§ **Tekst**:
Era konsumenta. Jak zmieniało się eCommerce
Dla kogo jest ten artykuł?
Zajmujesz się eCommerce?
Napisaliśmy tego ebooka dla właścicieli eCommerce oraz marketerów działających w tej branży. Rozmiar Twojego biznesu nie ma znaczenia – zawarte tu porady i praktyki będzie można zastosować z powodzeniem w każdym e-sklepie. Jedyne, czego potrzebujesz, to przekonanie, że doświadczenie zakupowe stanowi fundamentalny aspekt Twojej działalności.
Dyrektorzy oderwani od klientów
80% CEO uważa, że dostarcza doświadczenie zakupowe najwyższej klasy. Jedynie 8% klientów zgadza się z ich opinią. Krótko mówiąc, szefowie oceniają siebie dużo lepiej niż są oceniani przez realnych klientów. To duży błąd.
Doświadczenie zakupowe ostatecznym sprawdzianem
Shopping experience weryfikuje Twoje działania. Niezależnie od tego, ile wydajesz na reklamę, to właśnie moment zakupu sprawdza skuteczność Twojego modelu. Może również może zaprzepaścić wszystkie inne działania – najlepsza kampania marketingowa na nic się nie zda, jeśli masz nieprzyjazną, mało intuicyjną procedurę zakupu. To doświadczenie decyduje o Twoich zyskach.
Szeroka definicja
Doświadczenie zakupowe rozumiemy tu szeroko – przyjmujemy takie ujęcie, ponieważ wiemy, że komunikacja z klientem musi mieć charakter kompleksowy. Uwzględnienie szerszego obszaru pozwoli zwrócić uwagę na rzadziej komentowane a istotne aspekty doświadczenia, które powinny być zintegrowane w spójną całość.
20 lat eCommerce
Być może trudno Ci w to uwierzyć, ale eCommerce ma już 20 lat. Jak się zaczęło, a jak będzie się rozwijać?

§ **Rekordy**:
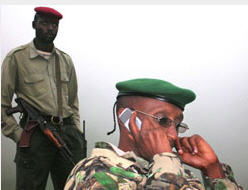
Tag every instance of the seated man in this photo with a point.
(145, 158)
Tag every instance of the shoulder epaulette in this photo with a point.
(19, 48)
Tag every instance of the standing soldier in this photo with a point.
(45, 78)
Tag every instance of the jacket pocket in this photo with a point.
(35, 84)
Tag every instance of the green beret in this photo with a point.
(158, 89)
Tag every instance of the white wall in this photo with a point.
(201, 47)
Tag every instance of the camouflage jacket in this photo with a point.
(110, 168)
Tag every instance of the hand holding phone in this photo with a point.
(125, 117)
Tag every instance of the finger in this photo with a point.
(133, 127)
(193, 144)
(185, 144)
(178, 146)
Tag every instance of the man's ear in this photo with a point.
(34, 24)
(119, 112)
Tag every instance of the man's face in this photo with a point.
(161, 109)
(46, 28)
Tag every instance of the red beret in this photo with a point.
(49, 11)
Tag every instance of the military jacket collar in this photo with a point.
(33, 51)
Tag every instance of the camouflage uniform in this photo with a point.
(110, 168)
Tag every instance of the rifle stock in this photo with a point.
(35, 116)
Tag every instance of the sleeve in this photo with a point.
(74, 103)
(222, 183)
(9, 126)
(167, 172)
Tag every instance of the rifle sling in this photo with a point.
(59, 88)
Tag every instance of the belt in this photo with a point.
(55, 120)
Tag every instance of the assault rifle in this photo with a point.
(34, 118)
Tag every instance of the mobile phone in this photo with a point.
(125, 117)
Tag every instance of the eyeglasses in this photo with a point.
(167, 122)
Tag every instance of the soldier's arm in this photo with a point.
(167, 171)
(10, 128)
(228, 182)
(73, 99)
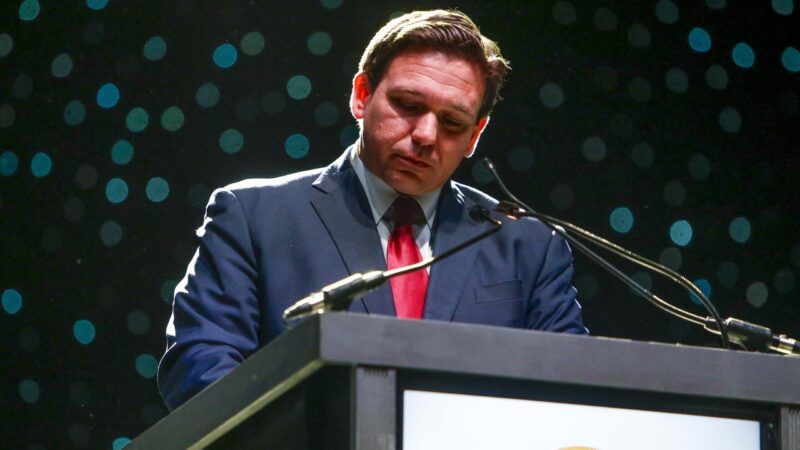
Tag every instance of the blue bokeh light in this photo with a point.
(743, 55)
(122, 152)
(12, 301)
(74, 113)
(298, 87)
(297, 146)
(740, 229)
(231, 141)
(621, 219)
(157, 189)
(699, 40)
(8, 163)
(116, 190)
(790, 58)
(84, 331)
(225, 56)
(704, 286)
(146, 365)
(108, 95)
(681, 233)
(41, 164)
(155, 48)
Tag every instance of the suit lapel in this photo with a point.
(342, 206)
(448, 277)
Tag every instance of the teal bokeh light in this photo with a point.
(29, 391)
(172, 119)
(155, 48)
(137, 120)
(157, 189)
(29, 10)
(8, 163)
(116, 190)
(12, 301)
(231, 141)
(319, 43)
(41, 165)
(704, 286)
(84, 331)
(252, 43)
(621, 219)
(120, 443)
(681, 233)
(297, 146)
(699, 40)
(740, 229)
(146, 365)
(74, 113)
(122, 152)
(108, 95)
(96, 4)
(207, 95)
(298, 87)
(790, 58)
(225, 56)
(62, 65)
(743, 55)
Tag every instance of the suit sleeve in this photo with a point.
(215, 313)
(554, 305)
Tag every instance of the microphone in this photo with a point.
(338, 296)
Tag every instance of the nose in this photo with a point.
(424, 132)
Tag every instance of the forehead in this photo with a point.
(436, 75)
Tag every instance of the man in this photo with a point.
(425, 87)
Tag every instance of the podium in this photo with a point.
(343, 380)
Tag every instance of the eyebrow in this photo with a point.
(456, 106)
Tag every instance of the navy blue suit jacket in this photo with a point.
(266, 243)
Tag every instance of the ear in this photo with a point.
(358, 98)
(473, 142)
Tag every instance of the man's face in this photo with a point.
(421, 119)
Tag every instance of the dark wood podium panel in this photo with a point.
(337, 380)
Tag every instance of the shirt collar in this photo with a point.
(381, 195)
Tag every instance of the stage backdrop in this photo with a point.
(669, 128)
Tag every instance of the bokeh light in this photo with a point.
(41, 165)
(84, 331)
(108, 95)
(743, 55)
(225, 56)
(116, 190)
(231, 141)
(252, 43)
(297, 146)
(157, 189)
(155, 48)
(699, 40)
(298, 87)
(681, 233)
(621, 219)
(740, 229)
(207, 95)
(319, 43)
(12, 301)
(172, 118)
(137, 119)
(122, 152)
(74, 113)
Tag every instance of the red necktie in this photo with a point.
(409, 289)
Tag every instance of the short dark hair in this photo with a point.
(448, 31)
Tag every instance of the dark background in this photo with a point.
(639, 124)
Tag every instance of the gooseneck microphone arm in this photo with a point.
(339, 295)
(518, 209)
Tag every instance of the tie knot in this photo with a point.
(406, 211)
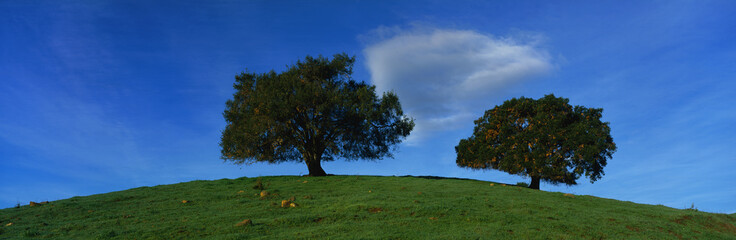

§ **Twoje zadanie**:
Przepisz wiernie fragment tekstu o eCommerce od słów „Era konsumenta. Jak” do słów „To duży błąd.”.

§ **Rozwiązane zadanie**:
Era konsumenta. Jak zmieniało się eCommerce
Dla kogo jest ten artykuł?
Zajmujesz się eCommerce?
Napisaliśmy tego ebooka dla właścicieli eCommerce oraz marketerów działających w tej branży. Rozmiar Twojego biznesu nie ma znaczenia – zawarte tu porady i praktyki będzie można zastosować z powodzeniem w każdym e-sklepie. Jedyne, czego potrzebujesz, to przekonanie, że doświadczenie zakupowe stanowi fundamentalny aspekt Twojej działalności.
Dyrektorzy oderwani od klientów
80% CEO uważa, że dostarcza doświadczenie zakupowe najwyższej klasy. Jedynie 8% klientów zgadza się z ich opinią. Krótko mówiąc, szefowie oceniają siebie dużo lepiej niż są oceniani przez realnych klientów. To duży błąd.